ページ:
++++

冬休み、「整える」より「ほどく」時間を〜新年に軽やかに立つために〜
■「整える」ことに疲れていませんか?
12月。
年末という締めくくりの時期。
成績処理、職員会議、学年反省、行事準備……。
年末になると、どうしても私たちは“整える”方向にエネルギーを使いがちです。
「この1年を振り返って、何を反省しよう」
「来年こそ、もっと丁寧にやろう」
「計画を立てて、仕組みを見直そう」
そのどれもが大切。
でも、心のどこかでふと、こう感じていませんか?
「整えることに、少し疲れてしまった」
私も教員として現場にいた頃、
年末になると“来年のために”と動き続けていました。
けれど、本当に必要だったのは、
“何かを加えること”ではなく、
「いったん、ほどくこと」だったのだと今なら思います。
■「ほどく」とは、緩めて、思い出すこと
「ほどく」という言葉には、“忘れる”という軽やかさがあります。
がんばってきた自分を否定せずに、
ただ一度、その肩の力を抜く。

++++

やること: このページの書き手は、教員として現場にいた頃、年末になると何をしていたと書いているか。

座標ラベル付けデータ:
++++

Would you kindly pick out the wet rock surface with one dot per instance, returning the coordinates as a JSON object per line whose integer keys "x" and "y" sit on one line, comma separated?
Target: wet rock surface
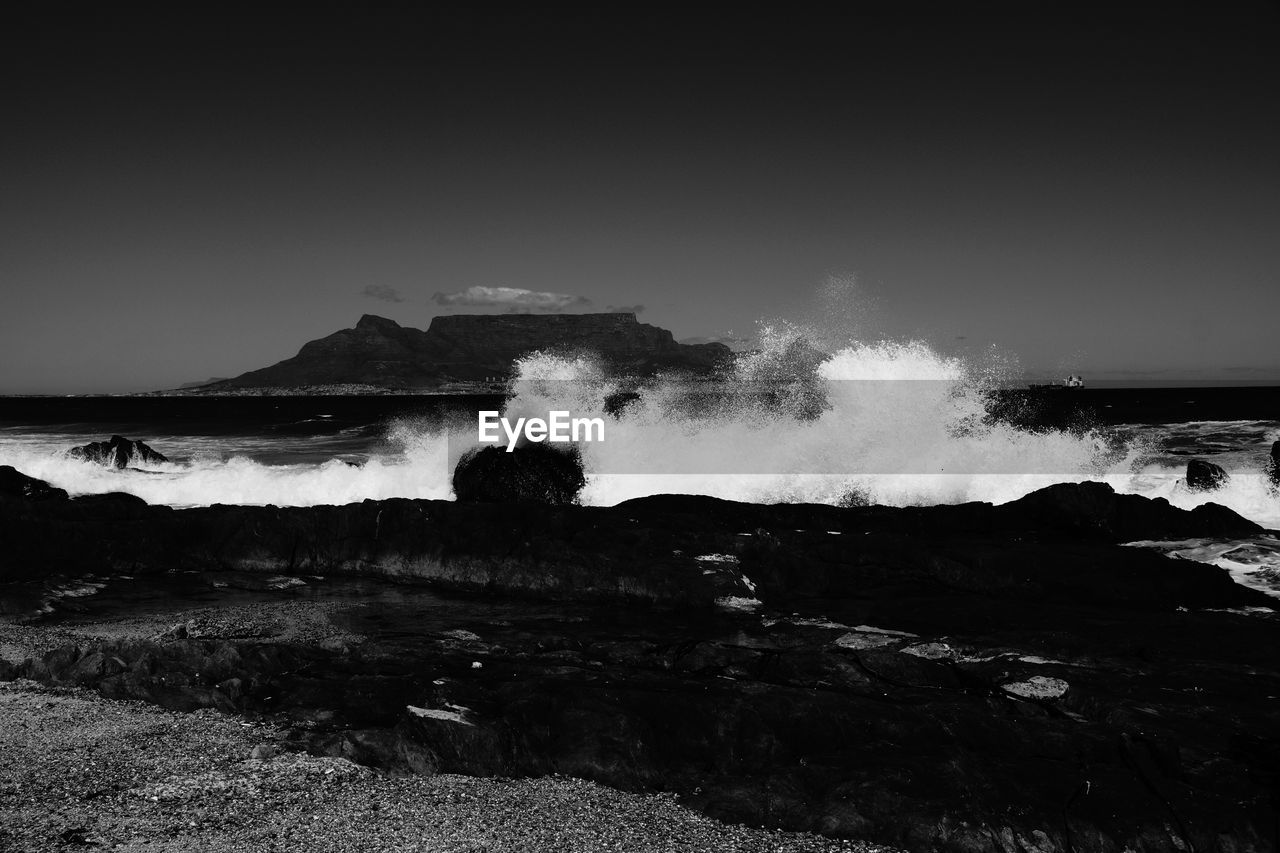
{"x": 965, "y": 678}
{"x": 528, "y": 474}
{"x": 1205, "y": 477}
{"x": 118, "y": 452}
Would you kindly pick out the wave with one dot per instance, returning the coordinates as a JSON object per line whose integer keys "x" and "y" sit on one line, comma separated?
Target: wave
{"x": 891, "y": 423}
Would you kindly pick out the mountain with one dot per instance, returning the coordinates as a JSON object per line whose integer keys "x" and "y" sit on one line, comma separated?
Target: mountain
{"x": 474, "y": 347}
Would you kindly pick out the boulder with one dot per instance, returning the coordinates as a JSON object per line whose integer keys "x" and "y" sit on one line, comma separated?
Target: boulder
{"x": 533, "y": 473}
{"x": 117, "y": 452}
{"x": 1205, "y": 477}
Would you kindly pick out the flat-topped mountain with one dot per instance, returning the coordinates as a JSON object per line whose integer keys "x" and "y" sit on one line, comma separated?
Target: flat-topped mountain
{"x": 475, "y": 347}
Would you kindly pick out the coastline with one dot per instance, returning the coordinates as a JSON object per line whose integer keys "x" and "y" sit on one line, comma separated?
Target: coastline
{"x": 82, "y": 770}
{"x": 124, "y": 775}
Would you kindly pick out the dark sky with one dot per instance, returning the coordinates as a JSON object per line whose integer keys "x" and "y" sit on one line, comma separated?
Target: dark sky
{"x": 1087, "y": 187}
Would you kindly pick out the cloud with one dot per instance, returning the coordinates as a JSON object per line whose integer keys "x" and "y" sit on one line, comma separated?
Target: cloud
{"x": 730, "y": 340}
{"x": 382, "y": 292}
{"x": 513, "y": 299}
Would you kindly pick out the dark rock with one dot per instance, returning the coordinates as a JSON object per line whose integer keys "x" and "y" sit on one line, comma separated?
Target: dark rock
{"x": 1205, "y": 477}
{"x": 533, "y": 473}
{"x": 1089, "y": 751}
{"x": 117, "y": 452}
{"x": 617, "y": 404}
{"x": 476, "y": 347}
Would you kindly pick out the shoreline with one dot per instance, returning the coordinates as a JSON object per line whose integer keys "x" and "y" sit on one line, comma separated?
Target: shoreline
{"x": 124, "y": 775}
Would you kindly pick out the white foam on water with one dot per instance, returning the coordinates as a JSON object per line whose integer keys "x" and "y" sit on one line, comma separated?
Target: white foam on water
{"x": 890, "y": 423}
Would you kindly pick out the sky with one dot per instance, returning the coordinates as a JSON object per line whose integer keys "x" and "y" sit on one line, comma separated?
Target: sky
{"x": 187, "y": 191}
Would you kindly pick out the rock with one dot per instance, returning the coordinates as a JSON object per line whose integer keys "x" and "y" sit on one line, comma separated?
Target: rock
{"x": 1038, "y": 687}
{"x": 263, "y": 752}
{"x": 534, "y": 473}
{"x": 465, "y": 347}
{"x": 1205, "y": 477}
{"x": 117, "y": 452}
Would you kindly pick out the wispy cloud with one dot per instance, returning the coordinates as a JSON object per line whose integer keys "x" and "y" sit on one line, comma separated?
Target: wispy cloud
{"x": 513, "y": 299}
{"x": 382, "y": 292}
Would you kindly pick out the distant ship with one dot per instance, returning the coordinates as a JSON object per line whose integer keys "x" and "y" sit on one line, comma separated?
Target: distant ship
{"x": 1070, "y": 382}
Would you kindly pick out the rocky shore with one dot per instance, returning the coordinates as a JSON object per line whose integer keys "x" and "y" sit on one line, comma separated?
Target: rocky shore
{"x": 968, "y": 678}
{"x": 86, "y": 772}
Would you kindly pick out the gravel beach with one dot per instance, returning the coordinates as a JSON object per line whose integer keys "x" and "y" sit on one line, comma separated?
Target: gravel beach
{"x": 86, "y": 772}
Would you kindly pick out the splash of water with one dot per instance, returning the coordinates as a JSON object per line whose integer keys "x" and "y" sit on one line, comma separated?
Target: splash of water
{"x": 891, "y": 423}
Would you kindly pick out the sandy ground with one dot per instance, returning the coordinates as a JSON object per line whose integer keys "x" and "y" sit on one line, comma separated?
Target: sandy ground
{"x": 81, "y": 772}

++++

演習の結果: 年末になると「来年のために」と動き続けていた。